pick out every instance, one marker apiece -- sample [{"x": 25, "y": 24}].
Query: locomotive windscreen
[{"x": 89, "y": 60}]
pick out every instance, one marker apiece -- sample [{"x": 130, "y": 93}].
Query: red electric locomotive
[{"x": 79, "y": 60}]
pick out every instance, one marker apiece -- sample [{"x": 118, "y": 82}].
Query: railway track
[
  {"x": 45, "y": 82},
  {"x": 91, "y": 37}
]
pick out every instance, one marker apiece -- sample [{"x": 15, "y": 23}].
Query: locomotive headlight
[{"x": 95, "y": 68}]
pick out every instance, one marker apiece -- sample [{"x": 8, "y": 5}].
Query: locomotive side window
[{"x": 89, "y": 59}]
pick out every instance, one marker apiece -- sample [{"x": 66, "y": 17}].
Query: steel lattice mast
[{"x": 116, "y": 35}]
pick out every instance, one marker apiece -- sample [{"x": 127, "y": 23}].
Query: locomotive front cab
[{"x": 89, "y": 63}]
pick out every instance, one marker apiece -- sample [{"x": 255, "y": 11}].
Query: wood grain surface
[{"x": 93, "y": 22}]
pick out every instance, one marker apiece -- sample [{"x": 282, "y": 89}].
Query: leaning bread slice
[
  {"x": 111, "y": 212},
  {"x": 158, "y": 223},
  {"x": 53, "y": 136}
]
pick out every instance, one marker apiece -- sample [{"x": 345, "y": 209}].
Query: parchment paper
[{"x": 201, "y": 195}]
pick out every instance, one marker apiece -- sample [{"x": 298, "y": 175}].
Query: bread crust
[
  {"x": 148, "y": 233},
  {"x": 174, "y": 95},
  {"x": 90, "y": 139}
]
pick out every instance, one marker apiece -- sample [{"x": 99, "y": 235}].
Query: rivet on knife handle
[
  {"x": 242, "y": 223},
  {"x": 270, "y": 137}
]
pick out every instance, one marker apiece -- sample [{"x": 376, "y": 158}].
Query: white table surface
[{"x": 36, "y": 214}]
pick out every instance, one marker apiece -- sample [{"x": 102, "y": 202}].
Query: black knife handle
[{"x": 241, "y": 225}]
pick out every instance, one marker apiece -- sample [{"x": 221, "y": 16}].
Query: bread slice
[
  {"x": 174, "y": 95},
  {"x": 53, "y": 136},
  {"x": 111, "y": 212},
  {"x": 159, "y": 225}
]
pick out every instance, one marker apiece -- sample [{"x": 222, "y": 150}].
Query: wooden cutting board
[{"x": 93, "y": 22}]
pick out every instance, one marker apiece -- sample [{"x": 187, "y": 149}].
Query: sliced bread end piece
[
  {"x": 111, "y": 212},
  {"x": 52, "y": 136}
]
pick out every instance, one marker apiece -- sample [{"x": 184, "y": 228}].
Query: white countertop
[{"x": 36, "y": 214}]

___

■ What to do
Reproduce the listing above word for word.

■ Completed task
pick out every instance, one marker apiece -- sample [{"x": 25, "y": 24}].
Query: locomotive windscreen
[{"x": 89, "y": 60}]
pick out every instance, one marker apiece -- sample [{"x": 130, "y": 93}].
Query: red electric locomotive
[{"x": 79, "y": 60}]
pick out every instance, one marker apiece -- sample [{"x": 118, "y": 82}].
Query: railway track
[
  {"x": 45, "y": 82},
  {"x": 91, "y": 37}
]
pick out every instance, one marker apiece -- sample [{"x": 15, "y": 23}].
Query: locomotive headlight
[{"x": 95, "y": 68}]
pick out every instance, one marker apiece -- sample [{"x": 8, "y": 5}].
Query: locomotive side window
[{"x": 89, "y": 59}]
pick out every instance, one marker apiece -- sample [{"x": 66, "y": 17}].
Query: steel lattice mast
[{"x": 116, "y": 35}]
pick out every instance, one marker apiece -- sample [{"x": 127, "y": 23}].
Query: locomotive front cab
[{"x": 89, "y": 63}]
pick out every instance, one marker apiece -- sample [{"x": 255, "y": 11}].
Query: wood grain surface
[{"x": 93, "y": 22}]
pick out every instance, one marker apiece -- sample [{"x": 282, "y": 89}].
Query: leaning bread slice
[
  {"x": 111, "y": 212},
  {"x": 158, "y": 223},
  {"x": 53, "y": 136}
]
pick out every instance, one marker apiece -- sample [{"x": 345, "y": 209}].
Query: parchment paper
[{"x": 201, "y": 195}]
pick out every instance, one marker apiece -- sample [{"x": 298, "y": 175}].
Query: bread crust
[
  {"x": 148, "y": 233},
  {"x": 174, "y": 95},
  {"x": 90, "y": 139}
]
pick out every instance, one marker apiece -- sample [{"x": 99, "y": 235}].
Query: rivet on knife handle
[
  {"x": 242, "y": 223},
  {"x": 270, "y": 137}
]
pick out every instance, one marker apiece -- sample [{"x": 376, "y": 158}].
Query: white table surface
[{"x": 36, "y": 214}]
pick out every instance, one marker apiece -- sample [{"x": 102, "y": 202}].
Query: black knife handle
[{"x": 241, "y": 225}]
pick out every instance, one marker apiece -- sample [{"x": 221, "y": 16}].
Query: bread slice
[
  {"x": 174, "y": 95},
  {"x": 53, "y": 136},
  {"x": 111, "y": 212},
  {"x": 159, "y": 225}
]
pick out every instance, one marker apiece -- sample [{"x": 222, "y": 150}].
Query: wooden cutting board
[{"x": 93, "y": 22}]
pick out every instance, one marker apiece -- sample [{"x": 187, "y": 149}].
Query: sliced bread end piece
[
  {"x": 111, "y": 212},
  {"x": 52, "y": 136}
]
pick out every instance, one marker apiece -- sample [{"x": 184, "y": 228}].
Query: white countertop
[{"x": 36, "y": 214}]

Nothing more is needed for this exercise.